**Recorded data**
=== Section Start ===
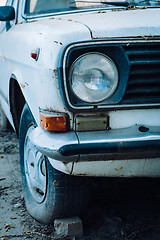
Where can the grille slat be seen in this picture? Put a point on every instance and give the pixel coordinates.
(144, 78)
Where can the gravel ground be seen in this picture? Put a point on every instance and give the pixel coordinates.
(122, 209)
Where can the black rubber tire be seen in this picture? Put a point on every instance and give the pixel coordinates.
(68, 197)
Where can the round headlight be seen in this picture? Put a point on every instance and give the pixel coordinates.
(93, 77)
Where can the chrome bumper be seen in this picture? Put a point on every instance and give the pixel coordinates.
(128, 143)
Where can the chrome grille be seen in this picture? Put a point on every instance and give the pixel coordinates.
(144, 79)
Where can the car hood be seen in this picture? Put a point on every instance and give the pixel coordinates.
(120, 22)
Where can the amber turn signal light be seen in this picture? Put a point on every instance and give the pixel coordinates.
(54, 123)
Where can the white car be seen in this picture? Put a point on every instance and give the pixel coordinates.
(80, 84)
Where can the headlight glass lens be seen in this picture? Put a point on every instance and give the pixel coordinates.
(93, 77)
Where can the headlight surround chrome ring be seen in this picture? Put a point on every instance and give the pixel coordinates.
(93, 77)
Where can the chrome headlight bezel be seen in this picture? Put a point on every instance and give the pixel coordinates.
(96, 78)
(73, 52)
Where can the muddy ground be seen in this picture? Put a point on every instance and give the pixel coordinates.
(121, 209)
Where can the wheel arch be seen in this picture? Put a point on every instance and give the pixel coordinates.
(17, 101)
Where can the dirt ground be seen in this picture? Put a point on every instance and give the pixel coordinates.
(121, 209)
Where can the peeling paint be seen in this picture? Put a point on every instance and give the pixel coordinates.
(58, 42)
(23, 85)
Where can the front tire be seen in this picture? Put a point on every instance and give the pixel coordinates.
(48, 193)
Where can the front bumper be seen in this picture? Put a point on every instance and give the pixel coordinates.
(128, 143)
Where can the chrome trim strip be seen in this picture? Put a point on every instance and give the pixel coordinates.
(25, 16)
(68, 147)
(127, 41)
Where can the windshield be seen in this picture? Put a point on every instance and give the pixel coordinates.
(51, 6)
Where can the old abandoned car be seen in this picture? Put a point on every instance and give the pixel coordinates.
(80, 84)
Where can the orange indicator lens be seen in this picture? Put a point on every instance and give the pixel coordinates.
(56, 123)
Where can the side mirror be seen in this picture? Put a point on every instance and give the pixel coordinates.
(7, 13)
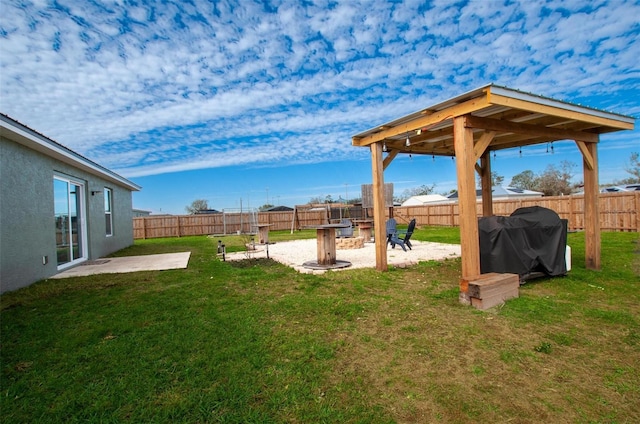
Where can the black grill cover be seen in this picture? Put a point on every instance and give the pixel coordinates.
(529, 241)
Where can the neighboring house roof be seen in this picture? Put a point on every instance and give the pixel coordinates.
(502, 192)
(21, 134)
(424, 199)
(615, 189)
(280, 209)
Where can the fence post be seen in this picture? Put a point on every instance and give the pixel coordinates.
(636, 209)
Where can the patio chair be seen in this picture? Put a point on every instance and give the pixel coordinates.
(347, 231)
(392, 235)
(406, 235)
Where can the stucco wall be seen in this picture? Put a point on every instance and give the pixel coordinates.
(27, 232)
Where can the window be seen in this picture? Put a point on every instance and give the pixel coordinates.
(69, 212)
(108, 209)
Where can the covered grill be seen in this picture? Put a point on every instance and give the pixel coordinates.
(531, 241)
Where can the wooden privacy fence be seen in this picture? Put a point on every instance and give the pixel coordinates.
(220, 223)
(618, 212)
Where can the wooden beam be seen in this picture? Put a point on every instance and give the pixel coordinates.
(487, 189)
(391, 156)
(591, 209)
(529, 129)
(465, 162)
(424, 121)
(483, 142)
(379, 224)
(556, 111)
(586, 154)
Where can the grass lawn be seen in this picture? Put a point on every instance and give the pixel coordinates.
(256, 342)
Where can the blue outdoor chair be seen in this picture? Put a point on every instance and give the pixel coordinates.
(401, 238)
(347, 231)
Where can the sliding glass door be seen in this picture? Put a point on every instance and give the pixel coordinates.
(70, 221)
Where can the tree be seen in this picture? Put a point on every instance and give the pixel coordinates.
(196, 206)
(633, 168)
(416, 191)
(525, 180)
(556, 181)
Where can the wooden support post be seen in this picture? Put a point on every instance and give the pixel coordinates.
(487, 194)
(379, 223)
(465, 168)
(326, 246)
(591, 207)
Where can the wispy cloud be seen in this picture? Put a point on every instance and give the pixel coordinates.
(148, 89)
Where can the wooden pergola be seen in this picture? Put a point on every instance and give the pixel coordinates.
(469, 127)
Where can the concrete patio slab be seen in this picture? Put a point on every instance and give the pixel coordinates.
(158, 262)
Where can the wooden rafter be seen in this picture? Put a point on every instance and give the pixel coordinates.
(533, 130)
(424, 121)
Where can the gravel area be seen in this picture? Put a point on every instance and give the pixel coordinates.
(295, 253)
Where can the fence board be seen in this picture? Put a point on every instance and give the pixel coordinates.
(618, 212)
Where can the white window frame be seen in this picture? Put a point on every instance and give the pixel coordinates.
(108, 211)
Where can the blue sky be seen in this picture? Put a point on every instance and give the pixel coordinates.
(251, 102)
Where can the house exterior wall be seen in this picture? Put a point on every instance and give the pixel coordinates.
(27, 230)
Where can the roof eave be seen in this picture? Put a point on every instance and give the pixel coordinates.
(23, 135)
=== Section End ===
**TASK PROMPT**
Where pictures sit among the data above, omit them, and output the rest exactly.

**PROBLEM SOLUTION**
Where can the grille slat be seen in this picture? Put a point on every instance and give the pixel coordinates.
(144, 78)
Where can the gravel ground be seen in this picture? Put a point on every instance and give the pixel coordinates.
(122, 209)
Where can the black rubber tire be seen in this picture? Put a point on every instance and give the pixel coordinates.
(68, 197)
Where can the round headlight be seen in this picture? Put a point on every instance and give the pixel coordinates.
(93, 77)
Where can the chrome bumper be seen in this picture? Put a point on every instance and give the pixel coordinates.
(128, 143)
Where can the chrome grille be seen in this picture? Put a point on every instance and give the pixel coordinates.
(144, 79)
Where can the car hood be seen in this picture? Put a point on every instance and give the pixel coordinates.
(120, 22)
Where can the amber turn signal light be seen in this picture? Put a point on every instance and give the pixel coordinates.
(54, 123)
Where can the white car be seen in this picture? Put a point on every instance and give the pixel coordinates.
(80, 84)
Where can the headlight glass lens be seen in this picture? Put a point on every instance and give the pixel coordinates.
(93, 77)
Where can the headlight surround chrome ring be seen in this picture? Put a point on every instance and give the pixel coordinates.
(93, 77)
Where can the chrome headlight bezel be seen in this picture? Put a point on every instance and give the pixel coordinates.
(96, 78)
(73, 52)
Where can the muddy ground be seen in this picture? Put a point on every instance and give the pixel coordinates.
(121, 209)
Where can the wheel arch be seen in this picture? Put a point on every instance and give the pixel coordinates.
(17, 101)
Where can the dirt ground be seen in this picture? Put a point on every instance and give the pixel coordinates.
(121, 209)
Where can the peeling paint be seen in this picture? Put a point on every instance and give the pixel coordinates.
(58, 42)
(23, 85)
Where can the front tire be seen in this picture? Put a point on every instance and give the pixel coordinates.
(48, 193)
Where can the front bumper be seen in this picture? Put a point on every instance and give the pixel coordinates.
(128, 143)
Where can the chrome trim strip be seen in this picture? Put a point on every instance and give the pixel coordinates.
(25, 16)
(68, 147)
(127, 41)
Where can the windshield be seen in this picture? Put a point on every instance and give the pixel coordinates.
(51, 6)
Where can the old abandoned car be seen in this picture? Put a point on every instance and give the pixel coordinates.
(80, 84)
Where can the orange indicator lens be seen in this picture? Put a point on every instance and give the pixel coordinates.
(56, 123)
Where can the side mirror be seen in this picture? Put a point on every instance and give the pixel coordinates.
(7, 13)
Where can the black grill cover be seen in this picture? Put a point on every instance and give the pixel coordinates.
(529, 241)
Where can the neighboring house roof be seen in this picture? Put a point on every instance and give the pixel coordinates.
(502, 192)
(21, 134)
(424, 199)
(615, 189)
(280, 209)
Where can the fence post be seen in this picture? Put a point on every instance and give the pixel coordinates.
(636, 209)
Where can the patio chair be seen in this picture? Put a point on every instance and give the pixel coordinates.
(347, 231)
(392, 235)
(406, 235)
Where can the stucco wall be seen in this picture? Put a point on every instance and give the pixel coordinates.
(27, 232)
Where can the window be seen in this picture? Put a point on every instance and give the pixel coordinates.
(69, 212)
(108, 209)
Where can the covered grill be seen in this picture? Put a point on every instance and give the pixel coordinates.
(531, 241)
Where can the wooden privacy fence be seen in this picture? Put a point on every instance and give the pixel coordinates.
(220, 223)
(618, 212)
Where can the wooden beam be seen in this picture? Put a point on every instance and give the pixel coordinates.
(487, 189)
(391, 156)
(591, 209)
(529, 129)
(465, 162)
(424, 121)
(483, 142)
(379, 224)
(556, 111)
(586, 154)
Where can the grass lawn be seen in this picture? Put a point on every instance and give the pixel coordinates.
(256, 342)
Where can the blue outdoor chair be seen in this picture? Put a point on every instance and give the pixel coordinates.
(401, 238)
(347, 231)
Where can the sliding glass door be seen in this picture? Put a point on every instance and give the pixel coordinates.
(70, 221)
Where can the tree be seen in this picture? Put a point on every instance and give the pixel coordinates.
(196, 206)
(633, 168)
(416, 191)
(525, 180)
(556, 181)
Where can the wooden support post be seen in this picture? Put a point on every instance and give the pixel coordinates.
(487, 194)
(379, 223)
(465, 168)
(326, 246)
(591, 207)
Where can the wispy cloud be seen in this picture? Put a point on every instance and give the pixel coordinates.
(148, 89)
Where can the wooden pergola be seen in this picture? Put a point on every instance and give the pixel coordinates.
(469, 127)
Where can the concrete patio slab be seen in this picture? Put a point on every instance and give the pixel coordinates.
(158, 262)
Where can the wooden rafter be seen in this picture? Put a point on every instance and give the pixel coordinates.
(533, 130)
(424, 121)
Where can the gravel area be seen in this picture? Put a point on every instance and give the pixel coordinates.
(295, 253)
Where can the fence board be seen in this picture? Put a point on every instance and give the pixel coordinates.
(618, 212)
Where can the white window frame be seen in this picture? Put a point on every instance and give the pixel coordinates.
(108, 211)
Where can the blue sky be seen in this picture? Put a point on every instance and give the pixel coordinates.
(251, 102)
Where can the house exterior wall be seen in this picture? Put a point on every instance and give the pixel coordinates.
(27, 230)
Where can the roof eave be seen in this picture? Put a point on every instance and give the pixel coordinates.
(23, 135)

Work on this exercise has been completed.